§ Written request:
Transcribe each record below word for word.

----------

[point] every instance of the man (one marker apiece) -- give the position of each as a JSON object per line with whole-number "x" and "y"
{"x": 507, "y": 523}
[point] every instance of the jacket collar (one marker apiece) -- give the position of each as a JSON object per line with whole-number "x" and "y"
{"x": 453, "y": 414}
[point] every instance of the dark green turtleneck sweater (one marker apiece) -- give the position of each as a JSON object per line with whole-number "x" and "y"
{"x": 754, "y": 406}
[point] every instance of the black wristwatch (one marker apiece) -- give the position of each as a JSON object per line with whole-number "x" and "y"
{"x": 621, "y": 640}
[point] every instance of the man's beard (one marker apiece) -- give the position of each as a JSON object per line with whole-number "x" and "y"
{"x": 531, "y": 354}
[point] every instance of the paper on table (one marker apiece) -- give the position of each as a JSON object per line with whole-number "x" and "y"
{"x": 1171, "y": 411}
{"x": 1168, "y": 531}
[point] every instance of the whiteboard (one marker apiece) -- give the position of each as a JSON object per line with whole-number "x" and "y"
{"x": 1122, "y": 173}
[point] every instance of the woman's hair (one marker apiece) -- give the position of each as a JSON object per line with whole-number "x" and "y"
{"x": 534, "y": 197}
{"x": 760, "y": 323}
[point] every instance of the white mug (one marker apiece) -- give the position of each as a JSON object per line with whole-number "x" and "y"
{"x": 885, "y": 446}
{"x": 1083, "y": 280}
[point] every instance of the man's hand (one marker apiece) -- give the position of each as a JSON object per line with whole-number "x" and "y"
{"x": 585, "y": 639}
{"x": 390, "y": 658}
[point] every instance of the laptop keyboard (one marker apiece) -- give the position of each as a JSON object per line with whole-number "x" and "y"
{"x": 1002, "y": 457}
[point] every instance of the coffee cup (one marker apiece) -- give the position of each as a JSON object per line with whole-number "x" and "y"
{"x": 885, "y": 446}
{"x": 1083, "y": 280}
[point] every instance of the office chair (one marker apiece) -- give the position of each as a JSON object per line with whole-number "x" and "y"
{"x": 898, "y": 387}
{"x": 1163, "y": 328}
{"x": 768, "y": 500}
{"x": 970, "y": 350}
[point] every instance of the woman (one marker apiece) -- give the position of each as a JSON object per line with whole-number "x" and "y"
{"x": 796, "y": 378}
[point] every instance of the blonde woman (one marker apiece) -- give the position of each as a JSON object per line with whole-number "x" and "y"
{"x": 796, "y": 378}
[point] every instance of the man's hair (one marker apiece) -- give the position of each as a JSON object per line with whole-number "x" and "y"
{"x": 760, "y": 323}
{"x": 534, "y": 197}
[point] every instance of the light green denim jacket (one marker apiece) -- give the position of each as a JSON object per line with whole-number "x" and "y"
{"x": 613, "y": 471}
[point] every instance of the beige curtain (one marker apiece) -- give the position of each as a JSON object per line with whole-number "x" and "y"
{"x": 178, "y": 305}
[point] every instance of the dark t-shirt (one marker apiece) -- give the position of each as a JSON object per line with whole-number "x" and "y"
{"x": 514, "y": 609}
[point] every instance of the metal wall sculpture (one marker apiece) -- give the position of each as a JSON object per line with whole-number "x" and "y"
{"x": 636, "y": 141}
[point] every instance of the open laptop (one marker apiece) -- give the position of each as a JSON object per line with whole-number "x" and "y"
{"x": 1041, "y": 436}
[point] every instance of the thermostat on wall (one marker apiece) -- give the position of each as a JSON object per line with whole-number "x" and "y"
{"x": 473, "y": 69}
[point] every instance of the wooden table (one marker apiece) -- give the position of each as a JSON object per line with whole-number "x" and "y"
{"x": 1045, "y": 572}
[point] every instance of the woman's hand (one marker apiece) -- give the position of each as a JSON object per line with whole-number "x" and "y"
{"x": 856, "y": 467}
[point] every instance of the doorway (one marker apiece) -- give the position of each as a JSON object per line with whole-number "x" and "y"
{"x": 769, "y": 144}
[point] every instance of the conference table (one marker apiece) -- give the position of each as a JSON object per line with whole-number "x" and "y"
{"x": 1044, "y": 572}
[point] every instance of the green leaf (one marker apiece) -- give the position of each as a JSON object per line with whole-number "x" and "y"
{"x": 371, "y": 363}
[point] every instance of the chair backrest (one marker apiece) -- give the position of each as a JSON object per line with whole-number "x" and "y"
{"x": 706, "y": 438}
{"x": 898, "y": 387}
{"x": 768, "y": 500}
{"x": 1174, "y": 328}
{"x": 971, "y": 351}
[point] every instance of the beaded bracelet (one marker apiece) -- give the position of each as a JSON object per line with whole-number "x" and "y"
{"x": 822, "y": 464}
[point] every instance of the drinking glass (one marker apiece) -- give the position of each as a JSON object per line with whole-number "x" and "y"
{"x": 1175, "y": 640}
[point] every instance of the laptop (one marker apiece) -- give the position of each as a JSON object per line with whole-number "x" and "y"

----------

§ Answer below:
[point] every instance of the man (one marker apiece) -- give the position of each as a JSON object per line with whole-number "x" and "y"
{"x": 507, "y": 523}
[point] every instance of the jacket collar (one marker apiece) -- give the position of each as a JSON object per line with whole-number "x" and "y"
{"x": 453, "y": 414}
[point] every instance of the dark green turtleneck sweater (one marker apiece) -- give the position of each as a JSON object per line with whole-number "x" and "y"
{"x": 754, "y": 406}
[point] every instance of the black wristwatch (one marker apiece) -- give the position of each as a JSON object per line with whole-number "x" and "y"
{"x": 621, "y": 640}
[point] every instance of the man's beard (one marker apiece) -- give the position of each as a JSON object per line with whole-number "x" and "y"
{"x": 531, "y": 354}
[point] every instance of the paper on table (one marker apiece) -- give the position of each as a JSON object per line with whole-number "x" and "y"
{"x": 1171, "y": 411}
{"x": 1168, "y": 531}
[point] every instance of the whiteboard (one marker apiece) -- give the position of each as a JSON object per line with whole-number "x" and "y"
{"x": 1122, "y": 173}
[point] every instance of the woman's hair (one marker apiece) -- give the position of each as a JSON object per line with whole-number "x" and "y"
{"x": 534, "y": 197}
{"x": 760, "y": 323}
[point] every instance of the white mug (one marker apiece) -- give the position of each as a JSON object per line with whole-number "x" and "y"
{"x": 885, "y": 446}
{"x": 1083, "y": 280}
[point] every instance of the man's hand (one marker apiece) -- give the position of each as a JSON object per line with whole-number "x" and "y"
{"x": 585, "y": 639}
{"x": 390, "y": 658}
[point] every instance of the laptop keyboard (one marker apiece) -- give the position of each as a JSON object per line with whole-number "x" and "y"
{"x": 1002, "y": 457}
[point] every instance of the coffee cup (one marker apiece) -- give the position of each as a JSON object per line with whole-number "x" and "y"
{"x": 885, "y": 446}
{"x": 1083, "y": 280}
[point] every instance of the office chair (one marker apiece) -- give the position of each as a JSON object per line with whole-number "x" and "y"
{"x": 898, "y": 387}
{"x": 1163, "y": 328}
{"x": 768, "y": 500}
{"x": 970, "y": 350}
[point] every instance of the woman (one marker apiece) -- give the position of each as a JSON object per line with whole-number "x" and "y"
{"x": 796, "y": 378}
[point] every instance of the blonde woman (one marker apiece) -- give the position of each as a JSON object per line with whole-number "x" and "y"
{"x": 796, "y": 378}
[point] every instance of the man's hair (one marker apiece) -- give the position of each as a JSON object per line with whole-number "x" and "y"
{"x": 760, "y": 323}
{"x": 534, "y": 197}
[point] every instance of the light green denim jacket (one marker apiece) -- give the position of each as a JSON object per line with whole-number "x" and "y"
{"x": 613, "y": 471}
[point] every instance of the beige curtain (one marker apiece) -- give the position of each as a JSON object per line with whole-number "x" and "y"
{"x": 178, "y": 305}
[point] every instance of the dark t-shirt (one marker apiece) -- give the position of each as a JSON object per line with whole-number "x" and "y"
{"x": 514, "y": 609}
[point] every instance of the metal wall sculpture (one marker apiece) -- give the position of each as a JSON object per line with whole-number "x" and "y"
{"x": 636, "y": 141}
[point] every instance of the open laptop (one marker apiece) -- give the position of each as a JSON object per line with whole-number "x" and "y"
{"x": 1041, "y": 436}
[point] every instance of the thermostat on wall (one marker apiece) -- give the position of each as a JSON object per line with whole-number "x" and "y"
{"x": 473, "y": 69}
[point] every instance of the wooden table (one marker apiece) -- give the position of each as a JSON object per line with whole-number "x" and "y"
{"x": 1045, "y": 572}
[point] every instance of the woman's hand (one marker apiece) -- give the position of each as a JSON object per line with whole-number "x" and "y"
{"x": 856, "y": 467}
[point] every instance of the doorway (one marker apiece) -- give the position of each as a JSON object per line with whole-number "x" and "y"
{"x": 769, "y": 144}
[point] every instance of the conference table (one marker apiece) -- give the position of each as a JSON object per line with whole-number "x" and "y"
{"x": 1044, "y": 572}
[point] every instance of the green leaf (one marker apiece) -- give the position of each as a JSON object per line with whole-number "x" and "y"
{"x": 371, "y": 363}
[point] every instance of the chair backrest (one marker apiece) -- give the position of each as a JSON object per line with whole-number "x" and "y"
{"x": 706, "y": 438}
{"x": 898, "y": 387}
{"x": 768, "y": 500}
{"x": 1174, "y": 328}
{"x": 971, "y": 351}
[point] every instance of the beaded bracelet (one marker apiece) -- give the position of each as a JSON object per line with whole-number "x" and "y"
{"x": 822, "y": 464}
[point] every instance of the drinking glass (one marker apiece) -- give the position of each as a JSON object per line with whole-number "x" and "y"
{"x": 1175, "y": 640}
[point] every instance of the laptop (one marker apiece) -- give the position of each as a JSON object per line with whole-number "x" and "y"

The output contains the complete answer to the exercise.